Prompt: The task calls for every line of the data to be retyped exactly.

[Natural language region descriptions]

============

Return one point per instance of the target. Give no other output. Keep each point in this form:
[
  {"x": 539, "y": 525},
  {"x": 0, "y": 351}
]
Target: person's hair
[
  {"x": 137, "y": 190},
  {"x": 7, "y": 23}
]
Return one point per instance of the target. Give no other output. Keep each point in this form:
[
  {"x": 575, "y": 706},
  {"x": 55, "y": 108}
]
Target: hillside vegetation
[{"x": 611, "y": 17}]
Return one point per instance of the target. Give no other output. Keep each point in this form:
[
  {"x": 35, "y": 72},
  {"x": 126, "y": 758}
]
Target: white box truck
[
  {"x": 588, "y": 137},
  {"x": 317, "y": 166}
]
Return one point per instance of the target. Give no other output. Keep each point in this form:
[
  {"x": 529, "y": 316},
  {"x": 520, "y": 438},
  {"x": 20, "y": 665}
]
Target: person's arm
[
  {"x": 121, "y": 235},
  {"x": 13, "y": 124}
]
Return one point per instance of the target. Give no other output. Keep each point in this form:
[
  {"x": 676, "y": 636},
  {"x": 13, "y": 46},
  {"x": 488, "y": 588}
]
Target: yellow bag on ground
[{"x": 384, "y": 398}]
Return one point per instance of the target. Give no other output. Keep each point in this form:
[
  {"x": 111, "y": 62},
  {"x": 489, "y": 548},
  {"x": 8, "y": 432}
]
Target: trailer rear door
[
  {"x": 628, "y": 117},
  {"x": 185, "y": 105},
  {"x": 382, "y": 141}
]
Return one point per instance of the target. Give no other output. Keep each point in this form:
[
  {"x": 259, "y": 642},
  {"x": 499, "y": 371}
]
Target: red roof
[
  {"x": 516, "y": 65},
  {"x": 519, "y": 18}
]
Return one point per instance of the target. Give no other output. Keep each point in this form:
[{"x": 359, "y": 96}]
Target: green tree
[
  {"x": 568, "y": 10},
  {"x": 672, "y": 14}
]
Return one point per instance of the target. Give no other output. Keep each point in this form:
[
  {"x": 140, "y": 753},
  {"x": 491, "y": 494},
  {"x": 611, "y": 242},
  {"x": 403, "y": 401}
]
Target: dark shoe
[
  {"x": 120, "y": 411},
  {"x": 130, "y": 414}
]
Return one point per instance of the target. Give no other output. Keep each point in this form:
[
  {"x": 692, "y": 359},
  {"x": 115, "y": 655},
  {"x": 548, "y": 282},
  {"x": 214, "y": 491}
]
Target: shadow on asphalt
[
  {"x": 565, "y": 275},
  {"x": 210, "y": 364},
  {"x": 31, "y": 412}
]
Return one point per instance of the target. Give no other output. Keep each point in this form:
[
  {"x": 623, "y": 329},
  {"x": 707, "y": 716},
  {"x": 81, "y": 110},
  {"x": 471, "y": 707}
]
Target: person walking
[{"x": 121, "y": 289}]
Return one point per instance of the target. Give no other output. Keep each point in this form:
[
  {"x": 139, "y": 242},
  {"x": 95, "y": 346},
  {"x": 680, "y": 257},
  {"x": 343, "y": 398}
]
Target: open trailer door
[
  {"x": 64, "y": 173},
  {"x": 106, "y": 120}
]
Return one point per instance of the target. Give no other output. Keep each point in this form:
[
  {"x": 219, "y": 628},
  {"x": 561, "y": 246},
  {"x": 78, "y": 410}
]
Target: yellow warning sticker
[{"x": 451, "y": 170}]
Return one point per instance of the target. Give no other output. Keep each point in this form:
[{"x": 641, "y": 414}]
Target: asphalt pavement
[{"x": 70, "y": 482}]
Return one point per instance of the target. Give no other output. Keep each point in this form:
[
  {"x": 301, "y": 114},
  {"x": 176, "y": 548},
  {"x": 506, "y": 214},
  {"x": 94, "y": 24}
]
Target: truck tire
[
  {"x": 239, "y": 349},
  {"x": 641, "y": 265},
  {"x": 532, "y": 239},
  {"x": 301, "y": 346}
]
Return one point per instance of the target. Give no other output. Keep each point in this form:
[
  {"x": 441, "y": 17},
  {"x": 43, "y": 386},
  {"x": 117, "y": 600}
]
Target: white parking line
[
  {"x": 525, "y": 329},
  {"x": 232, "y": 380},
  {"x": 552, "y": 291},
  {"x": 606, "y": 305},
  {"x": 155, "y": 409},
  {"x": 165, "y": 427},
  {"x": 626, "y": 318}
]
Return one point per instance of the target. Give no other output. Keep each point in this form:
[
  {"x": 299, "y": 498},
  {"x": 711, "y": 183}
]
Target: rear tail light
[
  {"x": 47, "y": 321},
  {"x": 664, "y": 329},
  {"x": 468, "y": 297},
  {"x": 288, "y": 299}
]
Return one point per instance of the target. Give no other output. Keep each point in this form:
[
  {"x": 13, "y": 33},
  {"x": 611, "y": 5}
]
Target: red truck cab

============

Expected answer:
Return one point per instance of the target. Give no other output. Keep each point in this form:
[
  {"x": 539, "y": 525},
  {"x": 0, "y": 351}
]
Target: person's hair
[
  {"x": 137, "y": 190},
  {"x": 7, "y": 23}
]
Return one point per instance of the target. Give no other output. Keep each point in this form:
[
  {"x": 575, "y": 706},
  {"x": 55, "y": 108}
]
Target: hillside vegetation
[{"x": 611, "y": 17}]
Return one point per instance of the target. Give no other output. Keep each point in this form:
[
  {"x": 35, "y": 72},
  {"x": 126, "y": 758}
]
Target: white box truck
[
  {"x": 588, "y": 137},
  {"x": 317, "y": 166}
]
Return one point per instance of the target. Give no other output. Keep each point in this form:
[
  {"x": 529, "y": 316},
  {"x": 520, "y": 438},
  {"x": 20, "y": 665}
]
Target: person's arm
[
  {"x": 121, "y": 235},
  {"x": 13, "y": 124}
]
Return one point per instance of the target. Give no other output. Keep each point in this form:
[
  {"x": 676, "y": 636},
  {"x": 13, "y": 46},
  {"x": 488, "y": 588}
]
Target: yellow bag on ground
[{"x": 384, "y": 398}]
Return one point per instance of the target. Give no other output. Keep each point in this form:
[
  {"x": 111, "y": 62},
  {"x": 489, "y": 548},
  {"x": 8, "y": 432}
]
Target: trailer rear door
[
  {"x": 628, "y": 117},
  {"x": 185, "y": 105},
  {"x": 382, "y": 141}
]
Return one point per instance of the target. Give no other output. Keep each point in this form:
[
  {"x": 259, "y": 642},
  {"x": 499, "y": 371}
]
Target: red roof
[
  {"x": 516, "y": 65},
  {"x": 519, "y": 18}
]
Return one point per instance of the target. Give no other output. Keep each point in this form:
[{"x": 359, "y": 96}]
Target: green tree
[
  {"x": 568, "y": 10},
  {"x": 672, "y": 14}
]
Return one point per instance of the target. Give no other output. Keep each point in this form:
[
  {"x": 140, "y": 753},
  {"x": 491, "y": 494},
  {"x": 611, "y": 242},
  {"x": 403, "y": 401}
]
Target: dark shoe
[
  {"x": 120, "y": 411},
  {"x": 130, "y": 414}
]
Return one point per instance of the target. Give no other output. Keep each point in this form:
[
  {"x": 692, "y": 359},
  {"x": 115, "y": 655},
  {"x": 548, "y": 282},
  {"x": 214, "y": 491}
]
Target: shadow on asphalt
[
  {"x": 565, "y": 275},
  {"x": 210, "y": 364},
  {"x": 31, "y": 412}
]
Return one point per instance of the target. Give no other output. Keep each point in this form:
[
  {"x": 623, "y": 329},
  {"x": 707, "y": 716},
  {"x": 81, "y": 110},
  {"x": 471, "y": 707}
]
Target: person walking
[{"x": 121, "y": 289}]
Return one point per instance of the target. Give no other output. Keep each point in this form:
[
  {"x": 139, "y": 242},
  {"x": 95, "y": 346},
  {"x": 680, "y": 257},
  {"x": 343, "y": 398}
]
Target: open trailer door
[
  {"x": 64, "y": 173},
  {"x": 106, "y": 120}
]
Return one point per instance of the target. Give no other output. Keep each point in this form:
[
  {"x": 219, "y": 628},
  {"x": 561, "y": 246},
  {"x": 78, "y": 410}
]
Target: yellow warning sticker
[{"x": 451, "y": 170}]
Return one point per instance of the target. Give no other output. Keep each point in this form:
[{"x": 641, "y": 414}]
Target: asphalt pavement
[{"x": 70, "y": 482}]
Return one point per instance of the target. Give no other output. Keep each point in this form:
[
  {"x": 301, "y": 114},
  {"x": 176, "y": 548},
  {"x": 506, "y": 214},
  {"x": 94, "y": 24}
]
Target: truck tire
[
  {"x": 239, "y": 349},
  {"x": 641, "y": 265},
  {"x": 532, "y": 239},
  {"x": 301, "y": 346}
]
Return one point per instance of the target. Give no other output. Keep each point in this form:
[
  {"x": 441, "y": 17},
  {"x": 43, "y": 386},
  {"x": 117, "y": 600}
]
Target: white parking line
[
  {"x": 525, "y": 329},
  {"x": 232, "y": 380},
  {"x": 552, "y": 291},
  {"x": 606, "y": 305},
  {"x": 155, "y": 409},
  {"x": 165, "y": 427},
  {"x": 626, "y": 318}
]
Return one point per instance of the target. Give no other output. Keep each point in this form:
[
  {"x": 299, "y": 498},
  {"x": 711, "y": 183}
]
Target: rear tail light
[
  {"x": 47, "y": 321},
  {"x": 664, "y": 329},
  {"x": 468, "y": 297},
  {"x": 288, "y": 299}
]
Return one point per instance of the target. Give no other output. Keep each point in this form:
[
  {"x": 13, "y": 33},
  {"x": 611, "y": 5}
]
Target: red truck cab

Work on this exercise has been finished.